### [Data for this task]
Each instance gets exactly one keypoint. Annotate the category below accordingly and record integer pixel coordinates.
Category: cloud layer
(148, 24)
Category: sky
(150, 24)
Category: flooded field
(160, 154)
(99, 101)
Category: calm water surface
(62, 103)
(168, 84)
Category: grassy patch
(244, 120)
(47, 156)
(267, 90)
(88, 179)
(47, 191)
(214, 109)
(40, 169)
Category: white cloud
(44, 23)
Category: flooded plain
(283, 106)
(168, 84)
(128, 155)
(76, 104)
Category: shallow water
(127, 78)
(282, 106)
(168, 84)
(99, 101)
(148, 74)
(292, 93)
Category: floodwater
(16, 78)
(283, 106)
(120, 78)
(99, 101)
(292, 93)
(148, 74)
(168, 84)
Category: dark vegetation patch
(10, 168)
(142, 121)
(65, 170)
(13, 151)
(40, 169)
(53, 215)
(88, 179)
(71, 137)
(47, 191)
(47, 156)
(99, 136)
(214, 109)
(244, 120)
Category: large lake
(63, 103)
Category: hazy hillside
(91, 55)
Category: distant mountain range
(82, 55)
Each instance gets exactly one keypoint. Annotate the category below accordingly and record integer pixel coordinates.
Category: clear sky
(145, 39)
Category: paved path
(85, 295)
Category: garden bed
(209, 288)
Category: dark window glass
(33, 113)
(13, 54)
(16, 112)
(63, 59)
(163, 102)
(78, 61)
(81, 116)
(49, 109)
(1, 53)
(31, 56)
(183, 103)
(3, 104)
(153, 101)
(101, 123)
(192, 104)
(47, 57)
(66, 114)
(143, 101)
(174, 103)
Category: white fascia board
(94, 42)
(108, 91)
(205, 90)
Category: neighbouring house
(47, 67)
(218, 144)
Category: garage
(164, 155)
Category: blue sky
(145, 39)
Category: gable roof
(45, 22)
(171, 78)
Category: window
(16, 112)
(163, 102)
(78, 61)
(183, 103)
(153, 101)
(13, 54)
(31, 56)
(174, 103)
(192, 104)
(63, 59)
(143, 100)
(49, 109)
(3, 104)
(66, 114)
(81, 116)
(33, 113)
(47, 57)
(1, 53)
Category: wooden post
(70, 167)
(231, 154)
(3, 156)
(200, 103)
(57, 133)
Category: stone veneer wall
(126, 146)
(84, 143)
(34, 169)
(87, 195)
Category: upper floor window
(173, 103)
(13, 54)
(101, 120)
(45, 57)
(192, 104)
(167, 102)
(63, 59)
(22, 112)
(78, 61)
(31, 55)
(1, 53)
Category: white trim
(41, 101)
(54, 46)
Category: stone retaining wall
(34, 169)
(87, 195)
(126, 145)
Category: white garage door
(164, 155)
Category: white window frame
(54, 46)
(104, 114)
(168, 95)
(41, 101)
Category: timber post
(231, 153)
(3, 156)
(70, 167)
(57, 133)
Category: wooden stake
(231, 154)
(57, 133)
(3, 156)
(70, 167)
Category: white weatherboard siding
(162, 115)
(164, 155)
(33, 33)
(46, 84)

### [Assignment]
The response should consist of the entries, retyped exactly and in full.

### [Task output]
Each instance gets exactly one keypoint. Annotate the category below accordingly and record integer pixel coordinates.
Category: cloud layer
(148, 24)
Category: sky
(150, 24)
Category: flooded field
(160, 154)
(99, 101)
Category: calm water surface
(62, 103)
(168, 84)
Category: grassy patch
(244, 120)
(47, 156)
(267, 90)
(88, 179)
(47, 191)
(214, 109)
(40, 169)
Category: white cloud
(44, 23)
Category: flooded plain
(283, 106)
(168, 84)
(128, 155)
(76, 104)
Category: shallow water
(127, 78)
(282, 106)
(168, 84)
(99, 101)
(148, 74)
(292, 93)
Category: floodwater
(16, 78)
(283, 106)
(120, 78)
(99, 101)
(292, 93)
(148, 74)
(168, 84)
Category: dark vegetation patch
(10, 168)
(142, 121)
(65, 170)
(13, 151)
(40, 169)
(53, 215)
(88, 179)
(71, 137)
(47, 191)
(47, 156)
(99, 136)
(214, 109)
(244, 120)
Category: large lake
(63, 103)
Category: hazy hillside
(91, 55)
Category: distant mountain range
(82, 55)
Each instance gets exactly one keypoint. Annotate the category below accordingly and record integer pixel coordinates.
Category: clear sky
(145, 39)
Category: paved path
(85, 295)
Category: garden bed
(209, 288)
Category: dark window glass
(33, 113)
(13, 54)
(16, 112)
(63, 59)
(163, 102)
(78, 61)
(81, 116)
(49, 109)
(1, 53)
(31, 56)
(183, 103)
(3, 104)
(153, 101)
(101, 123)
(192, 104)
(47, 57)
(66, 114)
(143, 101)
(174, 103)
Category: white fascia board
(94, 42)
(108, 91)
(205, 90)
Category: neighbouring house
(47, 67)
(218, 144)
Category: garage
(164, 155)
Category: blue sky
(145, 39)
Category: gable roof
(45, 22)
(171, 78)
Category: window
(16, 112)
(163, 102)
(78, 61)
(183, 103)
(153, 101)
(13, 54)
(31, 56)
(174, 103)
(192, 104)
(63, 59)
(143, 100)
(49, 109)
(3, 104)
(66, 114)
(81, 116)
(33, 113)
(47, 57)
(1, 53)
Category: wooden post
(70, 167)
(231, 154)
(3, 156)
(200, 103)
(57, 133)
Category: stone veneer wall
(126, 146)
(84, 143)
(34, 169)
(87, 195)
Category: upper floor window
(173, 103)
(13, 54)
(101, 120)
(45, 57)
(192, 104)
(167, 102)
(63, 59)
(22, 112)
(78, 61)
(31, 55)
(1, 53)
Category: white trim
(41, 101)
(54, 46)
Category: stone retaining wall
(34, 169)
(87, 195)
(126, 145)
Category: white garage door
(164, 155)
Category: white window frame
(54, 46)
(104, 114)
(168, 95)
(41, 101)
Category: timber post
(231, 153)
(3, 156)
(70, 167)
(57, 133)
Category: wooden stake
(231, 154)
(57, 133)
(3, 156)
(70, 167)
Category: white weatherboard siding
(162, 115)
(164, 155)
(33, 33)
(46, 84)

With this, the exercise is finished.